**Enunciado**.
Extraia do excerto sobre Adriano Moreira, sem qualquer alteração, o trecho entre "Adriano Moreira Adriano+Moreira" e "ontem 90 anos.", incluindo ambos.

**Excerto fornecido**.
########################################

Mensagem por Vitor mango Sex Set 07, 2012 1:49 am


Adriano Moreira








Adriano Moreira Adriano+Moreira

Lembro-me muito bem da primeira aula a que assisti, tendo Adriano
Moreira como professor. Foi em outubro de 1968, no Instituto Superior de
Ciências Sociais e Política Ultramarina (ISCSPU), de que Adriano
Moreira era diretor. Caramba, foi já há 44 anos! E Adriano Moreira fez
ontem 90 anos.




Adriano Moreira era, à época, um nome de que muito se falava - mas sobre
o qual, por razões que a conjuntura tornava óbvias, muito pouco se
escrevia. Dias antes, Marcello Caetano fora nomeado pelo presidente
Tomaz para o cargo de "presidente do conselho", em substituição de
Salazar. Nos conciliábulos do regime e não só, o nome de Adriano Moreira
havia sido citado como uma possível opção, mas os equilíbrios que se
refletiram na decisão do presidente da República não o favoreciam. À
época, referiram-se muito as resistências que o seu nome suscitaria em
certos círculos militares, embora outras opiniões fossem no sentido de
que outras tendências castrenses desejavam vê-lo em S. Bento. A verdade é
que, no saldo final, Adriano Moreira ficou arredado da sucessão de
Salazar, em benefício de Marcello Caetano. E, este, logo que pôde, pela
mão do ministro José Hermano Saraiva, cuidou em afastá-lo da direção do
ISCSPU, nos primeiros meses de 1969.

########################################

**Dados**.
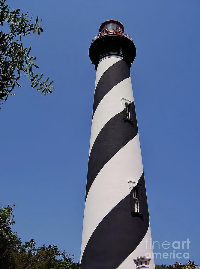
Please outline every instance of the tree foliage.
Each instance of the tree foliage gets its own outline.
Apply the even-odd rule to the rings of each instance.
[[[0,206],[1,205],[0,205]],[[54,245],[37,247],[33,239],[22,244],[10,226],[14,223],[14,205],[0,207],[0,268],[2,269],[78,269],[73,255]]]
[[[0,24],[3,26],[0,31],[0,100],[5,102],[13,95],[11,93],[15,87],[21,87],[18,80],[22,73],[31,81],[31,87],[41,91],[44,96],[52,93],[53,81],[49,82],[49,77],[43,81],[43,74],[39,75],[34,71],[39,67],[34,63],[36,58],[29,54],[31,47],[24,48],[17,39],[21,41],[22,36],[43,33],[40,26],[42,19],[39,21],[37,16],[32,22],[32,16],[29,20],[28,13],[22,13],[19,8],[10,10],[6,1],[0,0]]]
[[[160,265],[155,265],[156,269],[197,269],[197,265],[194,262],[189,261],[186,263],[182,264],[181,262],[176,262],[173,265],[170,265],[168,266],[166,264]]]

########################################

**Resposta esperada**.
Adriano Moreira Adriano+Moreira

Lembro-me muito bem da primeira aula a que assisti, tendo Adriano
Moreira como professor. Foi em outubro de 1968, no Instituto Superior de
Ciências Sociais e Política Ultramarina (ISCSPU), de que Adriano
Moreira era diretor. Caramba, foi já há 44 anos! E Adriano Moreira fez
ontem 90 anos.